**Aim**
Reproduce the lines of the records below, starting with the line containing "Task: indicate the pink" and going on through the line containing "Task: indicate the airplane", both included.
>> BEGIN Data to process
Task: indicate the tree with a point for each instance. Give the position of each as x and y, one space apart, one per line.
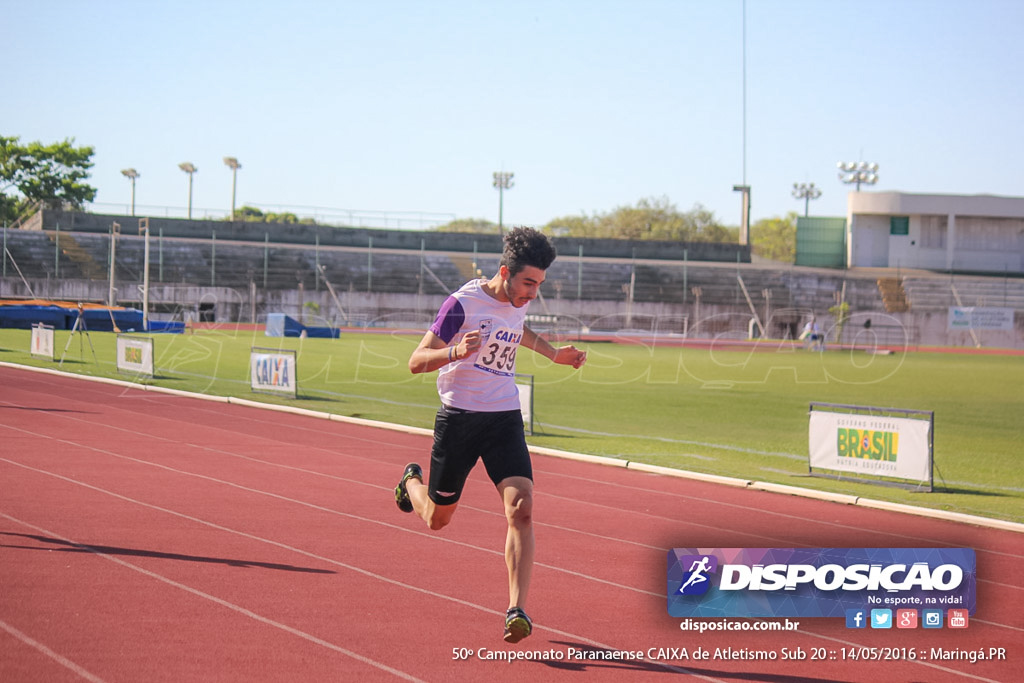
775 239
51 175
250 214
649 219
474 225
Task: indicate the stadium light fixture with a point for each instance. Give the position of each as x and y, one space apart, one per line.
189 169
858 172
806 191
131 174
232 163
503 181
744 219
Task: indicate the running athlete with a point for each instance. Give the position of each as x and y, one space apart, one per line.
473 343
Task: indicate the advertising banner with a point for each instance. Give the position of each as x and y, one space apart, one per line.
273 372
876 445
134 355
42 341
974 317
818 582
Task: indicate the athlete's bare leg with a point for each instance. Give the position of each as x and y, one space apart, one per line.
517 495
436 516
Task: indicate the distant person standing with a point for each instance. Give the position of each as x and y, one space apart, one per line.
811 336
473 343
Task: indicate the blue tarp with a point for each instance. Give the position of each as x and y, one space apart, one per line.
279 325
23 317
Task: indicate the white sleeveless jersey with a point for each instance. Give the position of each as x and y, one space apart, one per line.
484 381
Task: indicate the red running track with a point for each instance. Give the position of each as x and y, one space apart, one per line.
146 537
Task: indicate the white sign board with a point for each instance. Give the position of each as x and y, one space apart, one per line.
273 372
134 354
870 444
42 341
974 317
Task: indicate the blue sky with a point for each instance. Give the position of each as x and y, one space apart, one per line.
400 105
>> END Data to process
>> BEGIN Data to process
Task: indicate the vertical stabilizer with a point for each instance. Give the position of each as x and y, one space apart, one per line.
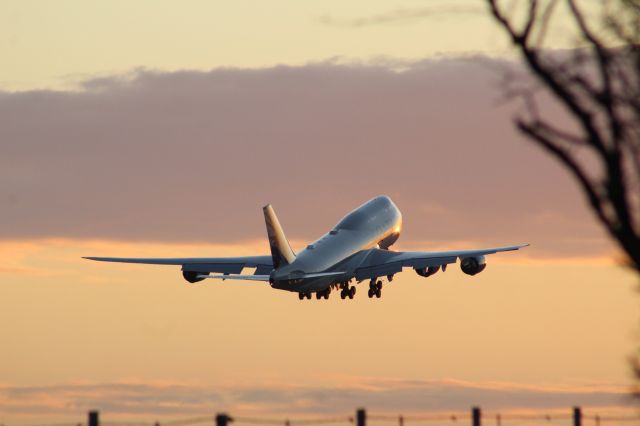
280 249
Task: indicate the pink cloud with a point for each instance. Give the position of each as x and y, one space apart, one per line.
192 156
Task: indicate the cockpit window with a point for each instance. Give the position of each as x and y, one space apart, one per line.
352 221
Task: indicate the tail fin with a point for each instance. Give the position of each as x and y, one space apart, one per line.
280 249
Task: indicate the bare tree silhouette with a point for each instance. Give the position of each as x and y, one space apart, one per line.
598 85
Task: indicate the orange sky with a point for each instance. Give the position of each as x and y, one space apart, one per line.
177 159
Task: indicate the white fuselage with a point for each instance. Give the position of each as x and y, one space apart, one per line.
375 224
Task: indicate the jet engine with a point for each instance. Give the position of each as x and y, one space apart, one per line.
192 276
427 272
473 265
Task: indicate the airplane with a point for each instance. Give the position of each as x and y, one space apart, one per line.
>> END Data to process
**Worked solution**
Task: indicate the pink cloud with a point for each instance. Give the position of each as x and y, one space apart, one per line.
192 156
Task: indicate the cockpit window with a point for each instance. Give the position of each as x and y, one space apart, one per line.
352 221
Task: indicate the tail fin with a point for each instance. Give the position of each as x and y, one space apart, one per line.
280 249
Task: indicate the bare tree silhouette with a point for each instance. Give the position of each as x and y, one space apart, one per line.
598 85
Task: indicate the orange sky with a point for each instance. Give the position of each as x and y, one space apart, one per line.
177 159
Task: indicate the white fuselage with a point for each instance. Give the position of each as x and y, one space apart, one per line.
375 224
Task: indicate the jet engine with a point for each instance. Give the position of each as x and y, one space apart, one per line.
192 276
427 272
473 265
Task: indicate the airplane with a point for each instance. Give the position of each as x and y, one space apart, one per line.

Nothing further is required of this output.